** Records drawn from a dataset **
_ _ _ _ _ _ _
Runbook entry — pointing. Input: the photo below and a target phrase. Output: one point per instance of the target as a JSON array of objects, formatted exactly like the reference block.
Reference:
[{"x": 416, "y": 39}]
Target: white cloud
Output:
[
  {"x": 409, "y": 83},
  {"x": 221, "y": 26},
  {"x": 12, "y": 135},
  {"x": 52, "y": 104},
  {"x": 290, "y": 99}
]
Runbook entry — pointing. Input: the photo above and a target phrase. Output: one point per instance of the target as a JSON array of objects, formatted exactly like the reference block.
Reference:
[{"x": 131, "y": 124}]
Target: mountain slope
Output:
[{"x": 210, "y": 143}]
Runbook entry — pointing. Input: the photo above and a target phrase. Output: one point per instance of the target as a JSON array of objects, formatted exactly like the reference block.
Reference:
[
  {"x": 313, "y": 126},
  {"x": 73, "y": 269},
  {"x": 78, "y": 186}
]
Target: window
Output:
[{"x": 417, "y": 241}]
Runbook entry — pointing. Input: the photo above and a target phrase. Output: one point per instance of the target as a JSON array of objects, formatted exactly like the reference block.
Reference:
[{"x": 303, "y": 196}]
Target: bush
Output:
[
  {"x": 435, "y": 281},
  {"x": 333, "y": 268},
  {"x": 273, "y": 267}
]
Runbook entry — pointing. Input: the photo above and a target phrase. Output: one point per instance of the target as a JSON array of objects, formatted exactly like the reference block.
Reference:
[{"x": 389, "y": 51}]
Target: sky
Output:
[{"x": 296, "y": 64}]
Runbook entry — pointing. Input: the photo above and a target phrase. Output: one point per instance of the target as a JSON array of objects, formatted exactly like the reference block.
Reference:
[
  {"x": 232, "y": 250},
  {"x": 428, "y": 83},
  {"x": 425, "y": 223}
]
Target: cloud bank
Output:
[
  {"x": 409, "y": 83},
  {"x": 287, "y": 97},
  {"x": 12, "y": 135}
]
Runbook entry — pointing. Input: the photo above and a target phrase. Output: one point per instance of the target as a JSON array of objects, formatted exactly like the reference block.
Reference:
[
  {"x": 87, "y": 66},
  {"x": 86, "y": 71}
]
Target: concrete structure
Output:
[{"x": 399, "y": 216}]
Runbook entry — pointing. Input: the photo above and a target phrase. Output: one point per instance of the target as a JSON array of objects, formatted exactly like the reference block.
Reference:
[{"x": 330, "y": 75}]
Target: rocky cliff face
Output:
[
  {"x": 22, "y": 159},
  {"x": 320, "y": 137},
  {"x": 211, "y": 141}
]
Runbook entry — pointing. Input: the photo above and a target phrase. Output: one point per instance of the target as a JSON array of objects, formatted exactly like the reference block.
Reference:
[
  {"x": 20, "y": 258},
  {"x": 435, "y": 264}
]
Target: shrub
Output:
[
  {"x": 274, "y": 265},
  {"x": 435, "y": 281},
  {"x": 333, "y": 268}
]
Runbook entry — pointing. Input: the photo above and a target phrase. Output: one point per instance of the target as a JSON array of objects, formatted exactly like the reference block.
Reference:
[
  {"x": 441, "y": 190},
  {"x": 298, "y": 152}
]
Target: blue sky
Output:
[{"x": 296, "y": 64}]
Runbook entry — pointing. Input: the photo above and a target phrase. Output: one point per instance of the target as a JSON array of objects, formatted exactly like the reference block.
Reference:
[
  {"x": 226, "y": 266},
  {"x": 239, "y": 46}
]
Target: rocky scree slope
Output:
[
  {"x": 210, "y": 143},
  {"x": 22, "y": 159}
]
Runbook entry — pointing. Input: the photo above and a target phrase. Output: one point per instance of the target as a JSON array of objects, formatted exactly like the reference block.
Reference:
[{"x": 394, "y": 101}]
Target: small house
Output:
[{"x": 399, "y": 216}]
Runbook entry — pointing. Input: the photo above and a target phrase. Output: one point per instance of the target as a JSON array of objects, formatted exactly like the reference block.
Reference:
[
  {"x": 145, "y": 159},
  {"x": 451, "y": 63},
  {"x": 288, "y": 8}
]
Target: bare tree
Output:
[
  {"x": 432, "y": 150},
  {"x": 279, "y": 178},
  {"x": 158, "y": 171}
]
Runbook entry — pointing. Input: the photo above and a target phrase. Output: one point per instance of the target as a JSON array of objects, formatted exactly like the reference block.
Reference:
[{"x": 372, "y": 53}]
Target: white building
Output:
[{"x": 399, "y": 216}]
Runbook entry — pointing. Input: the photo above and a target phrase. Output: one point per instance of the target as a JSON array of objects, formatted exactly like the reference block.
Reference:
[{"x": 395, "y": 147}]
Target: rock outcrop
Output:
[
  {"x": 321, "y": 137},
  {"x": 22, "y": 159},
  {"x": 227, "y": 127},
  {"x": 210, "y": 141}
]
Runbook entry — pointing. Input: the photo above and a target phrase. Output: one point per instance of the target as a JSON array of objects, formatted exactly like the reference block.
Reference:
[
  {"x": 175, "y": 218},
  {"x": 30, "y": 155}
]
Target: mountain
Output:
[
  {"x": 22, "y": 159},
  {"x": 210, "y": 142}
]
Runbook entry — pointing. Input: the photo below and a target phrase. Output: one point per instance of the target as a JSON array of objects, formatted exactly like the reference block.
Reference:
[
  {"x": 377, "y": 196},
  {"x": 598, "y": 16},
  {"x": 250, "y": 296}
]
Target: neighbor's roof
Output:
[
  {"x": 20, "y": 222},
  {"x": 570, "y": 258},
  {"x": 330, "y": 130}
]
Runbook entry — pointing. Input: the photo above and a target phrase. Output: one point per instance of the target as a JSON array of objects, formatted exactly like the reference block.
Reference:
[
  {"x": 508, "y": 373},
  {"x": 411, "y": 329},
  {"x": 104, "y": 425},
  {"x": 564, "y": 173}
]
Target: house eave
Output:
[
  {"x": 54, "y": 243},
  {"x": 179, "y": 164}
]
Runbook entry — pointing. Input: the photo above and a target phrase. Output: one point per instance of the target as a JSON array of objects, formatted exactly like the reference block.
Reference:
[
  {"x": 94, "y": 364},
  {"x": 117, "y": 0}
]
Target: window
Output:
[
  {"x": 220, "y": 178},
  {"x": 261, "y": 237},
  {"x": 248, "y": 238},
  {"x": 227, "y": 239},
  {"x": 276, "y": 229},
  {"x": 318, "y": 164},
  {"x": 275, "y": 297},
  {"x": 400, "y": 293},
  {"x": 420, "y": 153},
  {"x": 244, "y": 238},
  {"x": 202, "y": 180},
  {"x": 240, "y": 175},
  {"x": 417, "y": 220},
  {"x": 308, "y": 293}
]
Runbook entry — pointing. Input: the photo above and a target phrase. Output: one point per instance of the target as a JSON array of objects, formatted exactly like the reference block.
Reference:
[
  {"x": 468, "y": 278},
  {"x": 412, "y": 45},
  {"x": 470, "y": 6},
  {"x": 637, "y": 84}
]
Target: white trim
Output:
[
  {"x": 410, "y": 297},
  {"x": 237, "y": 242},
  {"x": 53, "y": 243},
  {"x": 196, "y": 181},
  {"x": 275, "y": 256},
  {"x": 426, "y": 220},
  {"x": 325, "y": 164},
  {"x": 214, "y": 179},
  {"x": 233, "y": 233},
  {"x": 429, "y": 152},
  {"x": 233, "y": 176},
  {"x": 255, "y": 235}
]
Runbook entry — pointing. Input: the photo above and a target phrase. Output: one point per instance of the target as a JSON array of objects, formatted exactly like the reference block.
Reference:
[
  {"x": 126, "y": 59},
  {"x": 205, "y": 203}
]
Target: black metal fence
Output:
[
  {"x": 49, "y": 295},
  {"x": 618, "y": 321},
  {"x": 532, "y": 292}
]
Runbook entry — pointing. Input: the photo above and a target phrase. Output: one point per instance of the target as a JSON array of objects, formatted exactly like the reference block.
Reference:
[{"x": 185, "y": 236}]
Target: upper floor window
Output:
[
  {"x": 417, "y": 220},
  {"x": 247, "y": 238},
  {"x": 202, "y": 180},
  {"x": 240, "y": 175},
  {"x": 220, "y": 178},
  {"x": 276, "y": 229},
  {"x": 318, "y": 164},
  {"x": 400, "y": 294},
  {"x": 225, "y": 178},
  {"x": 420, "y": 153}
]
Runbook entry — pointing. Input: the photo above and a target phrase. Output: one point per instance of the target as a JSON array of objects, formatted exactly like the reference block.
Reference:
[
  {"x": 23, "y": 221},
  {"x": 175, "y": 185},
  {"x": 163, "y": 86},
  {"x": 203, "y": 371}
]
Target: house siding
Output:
_ _ _ _ _ _ _
** Task statement **
Go through the data and count each line that has the word "cloud", then give the total alone.

** Response to the task **
2